[DIRECTIONS FOR THIS TASK]
As the answer, set down the lines below from the one containing "Query: boulangerie storefront" through the one containing "Where can you spot the man wearing dark", exactly and inclusively, and no others.

[Natural-language object grounding data]
++++++++++++++++++++

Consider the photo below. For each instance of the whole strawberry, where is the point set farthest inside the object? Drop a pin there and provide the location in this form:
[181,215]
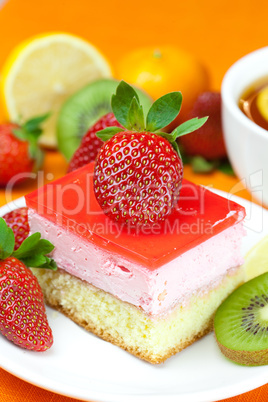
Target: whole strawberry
[138,171]
[208,141]
[23,317]
[17,220]
[19,151]
[91,144]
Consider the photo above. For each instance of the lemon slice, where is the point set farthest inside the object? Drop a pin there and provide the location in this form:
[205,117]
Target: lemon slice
[41,73]
[256,260]
[262,102]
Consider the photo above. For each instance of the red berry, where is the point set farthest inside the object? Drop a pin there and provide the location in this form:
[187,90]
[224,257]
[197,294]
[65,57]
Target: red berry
[137,178]
[14,155]
[17,220]
[208,140]
[91,144]
[23,317]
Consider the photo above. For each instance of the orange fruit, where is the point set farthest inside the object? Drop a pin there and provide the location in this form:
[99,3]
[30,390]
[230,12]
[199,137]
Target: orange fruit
[163,69]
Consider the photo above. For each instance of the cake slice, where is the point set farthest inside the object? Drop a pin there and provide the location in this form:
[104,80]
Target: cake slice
[153,293]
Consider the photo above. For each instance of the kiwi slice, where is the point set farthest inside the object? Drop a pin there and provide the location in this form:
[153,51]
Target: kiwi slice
[241,323]
[84,108]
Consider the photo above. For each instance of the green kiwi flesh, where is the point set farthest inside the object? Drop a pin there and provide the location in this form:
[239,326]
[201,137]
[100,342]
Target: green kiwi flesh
[84,108]
[241,323]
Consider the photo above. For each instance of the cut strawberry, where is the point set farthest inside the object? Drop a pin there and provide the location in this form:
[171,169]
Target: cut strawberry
[19,151]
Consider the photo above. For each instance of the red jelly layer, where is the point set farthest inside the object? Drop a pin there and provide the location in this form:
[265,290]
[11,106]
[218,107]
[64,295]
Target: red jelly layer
[200,214]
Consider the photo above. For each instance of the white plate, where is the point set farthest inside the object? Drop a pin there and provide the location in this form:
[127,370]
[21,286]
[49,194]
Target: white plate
[82,366]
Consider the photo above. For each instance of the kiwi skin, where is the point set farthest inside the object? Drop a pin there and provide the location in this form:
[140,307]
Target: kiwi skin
[241,332]
[244,357]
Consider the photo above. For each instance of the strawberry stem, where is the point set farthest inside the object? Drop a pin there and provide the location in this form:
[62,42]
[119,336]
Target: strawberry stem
[32,252]
[129,112]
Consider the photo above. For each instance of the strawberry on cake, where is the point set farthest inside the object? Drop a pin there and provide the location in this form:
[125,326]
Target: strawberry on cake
[144,258]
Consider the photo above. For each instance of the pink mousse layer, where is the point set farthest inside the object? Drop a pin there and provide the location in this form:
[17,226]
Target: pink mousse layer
[157,291]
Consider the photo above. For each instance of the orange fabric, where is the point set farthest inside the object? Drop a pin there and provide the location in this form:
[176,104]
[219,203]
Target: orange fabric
[218,33]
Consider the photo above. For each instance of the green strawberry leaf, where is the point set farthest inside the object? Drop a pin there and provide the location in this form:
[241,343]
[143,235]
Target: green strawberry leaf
[33,245]
[188,127]
[176,148]
[201,165]
[7,240]
[49,264]
[39,261]
[163,111]
[135,116]
[108,133]
[121,102]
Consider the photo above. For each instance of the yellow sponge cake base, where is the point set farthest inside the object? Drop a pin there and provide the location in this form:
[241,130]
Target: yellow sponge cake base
[124,325]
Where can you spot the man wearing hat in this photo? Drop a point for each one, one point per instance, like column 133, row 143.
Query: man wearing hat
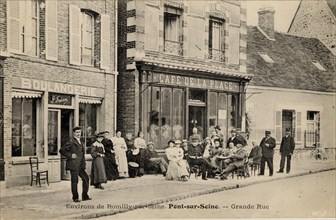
column 196, row 152
column 286, row 150
column 153, row 159
column 74, row 152
column 267, row 145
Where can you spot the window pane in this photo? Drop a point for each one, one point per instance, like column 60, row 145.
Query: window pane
column 178, row 107
column 166, row 127
column 154, row 117
column 24, row 127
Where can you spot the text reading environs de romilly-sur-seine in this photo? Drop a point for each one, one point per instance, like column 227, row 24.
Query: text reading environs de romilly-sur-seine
column 169, row 206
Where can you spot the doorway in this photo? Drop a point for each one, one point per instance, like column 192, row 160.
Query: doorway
column 60, row 123
column 197, row 119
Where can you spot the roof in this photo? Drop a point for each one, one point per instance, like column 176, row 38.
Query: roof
column 292, row 67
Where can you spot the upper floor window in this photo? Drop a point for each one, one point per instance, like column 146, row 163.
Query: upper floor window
column 87, row 39
column 23, row 26
column 172, row 30
column 217, row 39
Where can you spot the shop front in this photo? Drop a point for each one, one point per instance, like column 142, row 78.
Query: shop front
column 43, row 115
column 173, row 104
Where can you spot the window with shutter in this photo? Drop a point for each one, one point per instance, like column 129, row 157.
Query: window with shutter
column 51, row 31
column 105, row 47
column 74, row 35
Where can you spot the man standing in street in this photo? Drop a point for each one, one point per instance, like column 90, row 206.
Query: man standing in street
column 286, row 150
column 75, row 155
column 267, row 145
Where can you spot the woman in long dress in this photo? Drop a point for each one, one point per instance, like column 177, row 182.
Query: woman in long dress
column 120, row 149
column 98, row 175
column 177, row 168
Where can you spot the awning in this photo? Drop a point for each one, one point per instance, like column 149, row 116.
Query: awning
column 93, row 101
column 26, row 94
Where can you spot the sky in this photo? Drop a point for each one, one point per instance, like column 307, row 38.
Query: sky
column 284, row 12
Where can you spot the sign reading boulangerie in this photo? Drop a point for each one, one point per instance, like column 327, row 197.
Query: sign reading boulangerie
column 56, row 87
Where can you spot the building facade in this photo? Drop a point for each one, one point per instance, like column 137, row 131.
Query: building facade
column 58, row 72
column 316, row 18
column 293, row 87
column 181, row 64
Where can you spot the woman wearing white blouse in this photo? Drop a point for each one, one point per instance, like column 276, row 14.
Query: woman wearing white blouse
column 120, row 149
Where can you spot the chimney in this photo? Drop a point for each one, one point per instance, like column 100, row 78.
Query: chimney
column 266, row 21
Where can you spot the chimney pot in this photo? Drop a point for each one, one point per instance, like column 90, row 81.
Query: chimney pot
column 266, row 21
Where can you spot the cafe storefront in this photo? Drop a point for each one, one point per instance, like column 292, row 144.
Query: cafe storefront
column 173, row 103
column 43, row 115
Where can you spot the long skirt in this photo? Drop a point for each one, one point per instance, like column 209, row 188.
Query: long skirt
column 177, row 170
column 121, row 161
column 98, row 174
column 111, row 168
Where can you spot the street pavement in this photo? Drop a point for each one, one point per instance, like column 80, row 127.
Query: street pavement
column 309, row 196
column 54, row 201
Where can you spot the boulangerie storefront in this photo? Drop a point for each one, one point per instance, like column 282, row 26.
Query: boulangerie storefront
column 43, row 115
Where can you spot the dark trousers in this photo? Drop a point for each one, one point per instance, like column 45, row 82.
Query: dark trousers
column 282, row 162
column 74, row 182
column 203, row 163
column 269, row 164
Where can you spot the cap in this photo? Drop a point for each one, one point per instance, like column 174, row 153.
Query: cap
column 233, row 130
column 171, row 141
column 76, row 128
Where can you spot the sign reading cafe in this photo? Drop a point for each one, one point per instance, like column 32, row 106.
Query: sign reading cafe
column 194, row 82
column 56, row 87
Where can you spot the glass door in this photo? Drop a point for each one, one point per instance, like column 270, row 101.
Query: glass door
column 54, row 144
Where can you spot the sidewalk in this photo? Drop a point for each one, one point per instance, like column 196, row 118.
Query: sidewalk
column 54, row 201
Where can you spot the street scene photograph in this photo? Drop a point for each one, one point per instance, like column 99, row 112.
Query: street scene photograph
column 160, row 109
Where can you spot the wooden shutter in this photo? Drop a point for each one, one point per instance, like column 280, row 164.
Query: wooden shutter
column 105, row 46
column 278, row 125
column 298, row 127
column 14, row 31
column 51, row 31
column 74, row 35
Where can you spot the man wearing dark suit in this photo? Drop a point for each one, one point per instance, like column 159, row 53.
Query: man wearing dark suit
column 286, row 150
column 267, row 145
column 238, row 160
column 75, row 155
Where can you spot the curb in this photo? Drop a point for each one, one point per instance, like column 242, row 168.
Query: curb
column 140, row 205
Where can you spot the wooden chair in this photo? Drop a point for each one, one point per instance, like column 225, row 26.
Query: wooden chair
column 36, row 174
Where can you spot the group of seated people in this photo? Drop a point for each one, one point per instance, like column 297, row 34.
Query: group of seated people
column 130, row 157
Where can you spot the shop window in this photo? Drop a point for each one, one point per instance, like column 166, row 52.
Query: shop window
column 88, row 122
column 216, row 39
column 166, row 115
column 23, row 26
column 172, row 27
column 23, row 127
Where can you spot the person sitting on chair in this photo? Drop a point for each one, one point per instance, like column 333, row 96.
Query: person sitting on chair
column 196, row 153
column 238, row 160
column 153, row 160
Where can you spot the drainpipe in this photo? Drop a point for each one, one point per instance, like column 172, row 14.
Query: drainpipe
column 115, row 62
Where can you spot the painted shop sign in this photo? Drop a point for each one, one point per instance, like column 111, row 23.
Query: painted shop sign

++++++++++++++++++++

[RESPONSE]
Query: boulangerie storefront
column 43, row 115
Where can you spot the dark trousers in this photo? Drop a point for each one, one point per instance, like column 45, row 82.
Query: dark trousers
column 282, row 162
column 74, row 182
column 203, row 163
column 269, row 164
Where can you spot the cap in this photo? Drop a point for each one, one point per instance, like column 174, row 153.
Query: cap
column 233, row 130
column 171, row 141
column 76, row 128
Where can you spot the sign reading cafe in this photo? Drop a point for each one, one point per instance, like column 32, row 106.
Query: sign reading cafe
column 194, row 82
column 56, row 87
Where can you spot the glass door in this photo? Drop a point for each one, one point per instance, like column 270, row 101.
Query: glass door
column 54, row 144
Where can you spot the sidewalk in this photo? Drop a point for each one, one point per instance, like column 196, row 118.
Query: sidewalk
column 54, row 201
Where can you spot the street scene photograph in this photo? Drop a point for each one, one point per instance, like column 99, row 112.
Query: street scene photograph
column 160, row 109
Where can you spot the wooden shutter in this photo? Drop a point for each one, one point per instance, like column 280, row 164.
Query: wooden shutter
column 105, row 46
column 278, row 125
column 298, row 127
column 14, row 31
column 51, row 31
column 74, row 35
Where can you spot the man wearing dark suit in this photo? Drop a point for each one, one point per instance, like column 159, row 53.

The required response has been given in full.